Goal of the exercise.
Look through the listing below and write out exactly the lines from the line with "Target: rock slab" to the line with "of the weathered", both included, and no others.

(Source records Opens)

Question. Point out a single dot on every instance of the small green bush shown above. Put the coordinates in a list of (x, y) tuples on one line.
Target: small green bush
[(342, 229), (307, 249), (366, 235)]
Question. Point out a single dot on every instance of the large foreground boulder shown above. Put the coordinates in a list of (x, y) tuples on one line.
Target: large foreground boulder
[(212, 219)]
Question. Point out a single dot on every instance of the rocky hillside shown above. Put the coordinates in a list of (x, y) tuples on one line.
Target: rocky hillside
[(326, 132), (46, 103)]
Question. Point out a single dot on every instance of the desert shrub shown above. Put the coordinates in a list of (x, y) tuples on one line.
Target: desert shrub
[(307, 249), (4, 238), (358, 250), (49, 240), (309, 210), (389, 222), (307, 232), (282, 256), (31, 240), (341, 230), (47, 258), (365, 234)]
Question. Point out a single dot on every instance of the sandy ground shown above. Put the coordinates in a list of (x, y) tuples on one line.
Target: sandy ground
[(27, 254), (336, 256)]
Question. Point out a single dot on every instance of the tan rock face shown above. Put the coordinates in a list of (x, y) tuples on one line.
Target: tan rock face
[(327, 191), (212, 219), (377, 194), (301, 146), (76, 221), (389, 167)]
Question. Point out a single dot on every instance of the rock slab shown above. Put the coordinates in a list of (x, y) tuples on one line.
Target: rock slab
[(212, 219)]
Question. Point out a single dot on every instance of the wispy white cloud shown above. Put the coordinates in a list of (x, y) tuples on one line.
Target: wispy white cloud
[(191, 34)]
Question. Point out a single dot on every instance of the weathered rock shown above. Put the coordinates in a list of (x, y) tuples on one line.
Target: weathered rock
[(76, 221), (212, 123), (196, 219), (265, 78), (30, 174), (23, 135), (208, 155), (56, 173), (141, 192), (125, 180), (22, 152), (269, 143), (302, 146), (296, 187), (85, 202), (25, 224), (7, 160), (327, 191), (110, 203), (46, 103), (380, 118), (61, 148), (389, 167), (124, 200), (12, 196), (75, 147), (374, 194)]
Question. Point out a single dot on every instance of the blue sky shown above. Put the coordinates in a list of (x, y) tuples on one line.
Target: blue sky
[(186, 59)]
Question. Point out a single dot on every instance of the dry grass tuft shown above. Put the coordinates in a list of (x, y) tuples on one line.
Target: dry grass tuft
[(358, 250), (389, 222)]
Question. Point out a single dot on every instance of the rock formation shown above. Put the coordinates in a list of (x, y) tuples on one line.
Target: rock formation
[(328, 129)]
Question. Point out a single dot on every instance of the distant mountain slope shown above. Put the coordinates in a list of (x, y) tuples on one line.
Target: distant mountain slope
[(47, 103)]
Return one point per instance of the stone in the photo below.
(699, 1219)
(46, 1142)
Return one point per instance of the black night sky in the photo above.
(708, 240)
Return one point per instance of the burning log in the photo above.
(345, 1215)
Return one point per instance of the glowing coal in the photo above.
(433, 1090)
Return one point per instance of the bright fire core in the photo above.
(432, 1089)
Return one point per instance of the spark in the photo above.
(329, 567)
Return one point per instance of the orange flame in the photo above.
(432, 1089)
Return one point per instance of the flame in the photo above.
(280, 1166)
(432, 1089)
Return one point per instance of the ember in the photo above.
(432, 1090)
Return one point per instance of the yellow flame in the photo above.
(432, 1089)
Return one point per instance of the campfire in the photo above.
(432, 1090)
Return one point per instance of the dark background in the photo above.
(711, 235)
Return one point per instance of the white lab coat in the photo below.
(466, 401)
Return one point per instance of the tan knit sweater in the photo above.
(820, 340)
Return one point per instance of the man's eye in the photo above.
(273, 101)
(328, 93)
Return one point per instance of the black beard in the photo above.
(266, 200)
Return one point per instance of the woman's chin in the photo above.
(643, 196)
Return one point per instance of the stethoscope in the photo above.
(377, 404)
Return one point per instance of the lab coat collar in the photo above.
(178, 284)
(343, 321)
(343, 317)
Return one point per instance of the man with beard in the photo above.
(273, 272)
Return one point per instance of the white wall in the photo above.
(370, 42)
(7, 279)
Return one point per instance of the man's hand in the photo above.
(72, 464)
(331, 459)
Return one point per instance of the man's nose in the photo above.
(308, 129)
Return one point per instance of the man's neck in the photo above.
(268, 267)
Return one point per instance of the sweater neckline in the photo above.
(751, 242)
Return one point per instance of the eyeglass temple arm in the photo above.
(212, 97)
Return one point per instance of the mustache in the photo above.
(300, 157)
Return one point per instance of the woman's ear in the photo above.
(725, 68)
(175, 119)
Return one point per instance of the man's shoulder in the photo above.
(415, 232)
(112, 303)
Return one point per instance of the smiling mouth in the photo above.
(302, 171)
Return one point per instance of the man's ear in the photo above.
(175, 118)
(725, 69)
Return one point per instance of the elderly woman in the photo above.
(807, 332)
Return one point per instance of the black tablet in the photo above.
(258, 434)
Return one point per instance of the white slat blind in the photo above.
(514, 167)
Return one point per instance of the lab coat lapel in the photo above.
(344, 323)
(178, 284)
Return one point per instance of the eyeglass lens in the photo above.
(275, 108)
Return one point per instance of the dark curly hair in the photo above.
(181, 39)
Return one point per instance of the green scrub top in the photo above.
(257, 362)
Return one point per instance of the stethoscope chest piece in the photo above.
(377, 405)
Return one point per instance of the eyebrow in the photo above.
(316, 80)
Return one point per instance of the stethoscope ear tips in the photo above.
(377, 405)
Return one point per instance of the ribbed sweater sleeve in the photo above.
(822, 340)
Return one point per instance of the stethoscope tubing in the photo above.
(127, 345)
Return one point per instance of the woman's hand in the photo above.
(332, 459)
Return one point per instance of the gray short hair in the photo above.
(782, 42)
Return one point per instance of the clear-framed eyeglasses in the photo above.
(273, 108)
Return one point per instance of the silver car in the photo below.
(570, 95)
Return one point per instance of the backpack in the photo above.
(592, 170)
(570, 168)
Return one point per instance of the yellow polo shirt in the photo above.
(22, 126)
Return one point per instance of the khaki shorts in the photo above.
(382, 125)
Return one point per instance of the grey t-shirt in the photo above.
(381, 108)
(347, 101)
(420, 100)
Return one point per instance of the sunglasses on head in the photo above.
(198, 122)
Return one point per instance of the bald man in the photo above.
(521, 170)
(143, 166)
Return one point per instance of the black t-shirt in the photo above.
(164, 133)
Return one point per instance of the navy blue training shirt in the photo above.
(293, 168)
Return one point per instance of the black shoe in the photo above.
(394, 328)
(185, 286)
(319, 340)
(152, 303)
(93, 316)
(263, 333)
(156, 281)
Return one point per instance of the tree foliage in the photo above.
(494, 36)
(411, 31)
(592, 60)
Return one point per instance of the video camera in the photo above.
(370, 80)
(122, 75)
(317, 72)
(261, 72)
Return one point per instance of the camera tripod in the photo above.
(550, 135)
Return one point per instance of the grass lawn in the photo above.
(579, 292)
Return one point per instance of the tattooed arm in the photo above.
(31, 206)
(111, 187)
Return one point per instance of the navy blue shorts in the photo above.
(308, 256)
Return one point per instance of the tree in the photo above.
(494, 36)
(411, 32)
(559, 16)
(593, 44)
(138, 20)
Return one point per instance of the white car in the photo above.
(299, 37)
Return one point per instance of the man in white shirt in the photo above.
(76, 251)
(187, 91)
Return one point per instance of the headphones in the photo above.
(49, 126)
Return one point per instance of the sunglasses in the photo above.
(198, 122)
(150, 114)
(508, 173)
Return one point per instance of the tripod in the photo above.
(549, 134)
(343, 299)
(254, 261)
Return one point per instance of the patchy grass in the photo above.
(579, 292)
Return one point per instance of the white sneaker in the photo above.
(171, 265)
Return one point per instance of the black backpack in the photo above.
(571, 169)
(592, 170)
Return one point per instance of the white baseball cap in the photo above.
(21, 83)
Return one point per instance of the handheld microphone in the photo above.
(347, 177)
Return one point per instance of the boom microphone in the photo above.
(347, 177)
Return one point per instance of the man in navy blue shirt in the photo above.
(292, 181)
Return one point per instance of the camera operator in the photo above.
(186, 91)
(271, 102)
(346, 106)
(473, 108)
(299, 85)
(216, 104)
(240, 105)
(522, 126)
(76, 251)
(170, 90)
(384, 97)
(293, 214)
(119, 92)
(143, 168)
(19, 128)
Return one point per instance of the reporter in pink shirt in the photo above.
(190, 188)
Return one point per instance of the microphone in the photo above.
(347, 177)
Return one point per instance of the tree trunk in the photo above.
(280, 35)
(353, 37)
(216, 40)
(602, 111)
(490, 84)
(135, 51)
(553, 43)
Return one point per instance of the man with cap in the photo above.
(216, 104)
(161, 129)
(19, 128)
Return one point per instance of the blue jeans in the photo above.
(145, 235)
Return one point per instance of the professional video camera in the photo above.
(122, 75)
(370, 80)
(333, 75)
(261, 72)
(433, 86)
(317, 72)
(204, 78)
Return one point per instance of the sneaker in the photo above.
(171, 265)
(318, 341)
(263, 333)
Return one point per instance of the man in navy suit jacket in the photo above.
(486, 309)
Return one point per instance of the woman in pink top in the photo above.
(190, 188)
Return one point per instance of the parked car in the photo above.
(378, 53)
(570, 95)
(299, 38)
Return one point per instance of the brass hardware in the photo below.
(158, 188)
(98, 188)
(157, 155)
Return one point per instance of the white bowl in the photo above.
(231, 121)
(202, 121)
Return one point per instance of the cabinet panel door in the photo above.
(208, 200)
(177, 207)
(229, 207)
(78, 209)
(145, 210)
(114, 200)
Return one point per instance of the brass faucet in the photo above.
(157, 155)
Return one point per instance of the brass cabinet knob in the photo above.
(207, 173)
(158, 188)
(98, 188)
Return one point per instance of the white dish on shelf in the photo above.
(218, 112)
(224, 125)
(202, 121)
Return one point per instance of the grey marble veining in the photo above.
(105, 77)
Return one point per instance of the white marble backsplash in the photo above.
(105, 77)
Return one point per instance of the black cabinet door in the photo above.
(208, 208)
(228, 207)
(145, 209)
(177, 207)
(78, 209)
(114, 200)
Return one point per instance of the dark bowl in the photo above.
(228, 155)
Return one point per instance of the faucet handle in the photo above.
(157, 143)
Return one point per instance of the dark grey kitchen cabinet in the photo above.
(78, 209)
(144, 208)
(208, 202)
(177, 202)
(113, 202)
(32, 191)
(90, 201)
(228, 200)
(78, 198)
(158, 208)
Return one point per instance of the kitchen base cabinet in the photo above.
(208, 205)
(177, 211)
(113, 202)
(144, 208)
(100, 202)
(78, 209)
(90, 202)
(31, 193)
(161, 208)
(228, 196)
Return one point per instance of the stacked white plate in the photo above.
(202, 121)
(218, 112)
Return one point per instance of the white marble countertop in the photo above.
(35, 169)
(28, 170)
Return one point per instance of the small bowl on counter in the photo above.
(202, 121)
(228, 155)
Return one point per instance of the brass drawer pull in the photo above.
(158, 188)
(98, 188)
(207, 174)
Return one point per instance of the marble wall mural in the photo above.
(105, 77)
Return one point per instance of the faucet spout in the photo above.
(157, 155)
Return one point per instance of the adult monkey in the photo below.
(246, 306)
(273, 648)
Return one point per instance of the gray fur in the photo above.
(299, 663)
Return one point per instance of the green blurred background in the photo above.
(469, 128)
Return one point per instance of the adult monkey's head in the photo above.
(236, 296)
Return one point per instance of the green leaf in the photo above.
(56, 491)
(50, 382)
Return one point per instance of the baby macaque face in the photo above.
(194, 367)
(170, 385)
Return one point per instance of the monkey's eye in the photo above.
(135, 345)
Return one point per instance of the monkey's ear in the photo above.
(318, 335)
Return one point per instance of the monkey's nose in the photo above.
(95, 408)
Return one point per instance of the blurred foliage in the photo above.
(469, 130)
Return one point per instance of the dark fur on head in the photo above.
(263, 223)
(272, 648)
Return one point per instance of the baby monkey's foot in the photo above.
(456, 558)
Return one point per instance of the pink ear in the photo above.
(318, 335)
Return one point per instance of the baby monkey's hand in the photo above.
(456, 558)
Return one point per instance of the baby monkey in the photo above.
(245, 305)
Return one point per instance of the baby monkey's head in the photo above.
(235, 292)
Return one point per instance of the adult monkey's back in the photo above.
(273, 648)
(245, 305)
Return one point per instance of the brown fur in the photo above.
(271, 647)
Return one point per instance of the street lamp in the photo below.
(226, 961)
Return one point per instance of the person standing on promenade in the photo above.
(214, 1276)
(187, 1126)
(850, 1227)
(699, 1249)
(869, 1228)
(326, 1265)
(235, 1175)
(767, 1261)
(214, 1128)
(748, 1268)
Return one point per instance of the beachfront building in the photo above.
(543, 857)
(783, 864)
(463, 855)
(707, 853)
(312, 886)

(Source records Closes)

Answer for this exercise.
Target: rock slab
[(212, 219)]
Question. Point out a single dot on every instance of the wispy white cloud shown above. Put the coordinates in a list of (x, y) tuples on one line.
Target: wispy white cloud
[(191, 34)]
Question. Point out a single dot on every instance of the weathered rock shown above. Put the coordinates in a list of (x, y) tuples on one line.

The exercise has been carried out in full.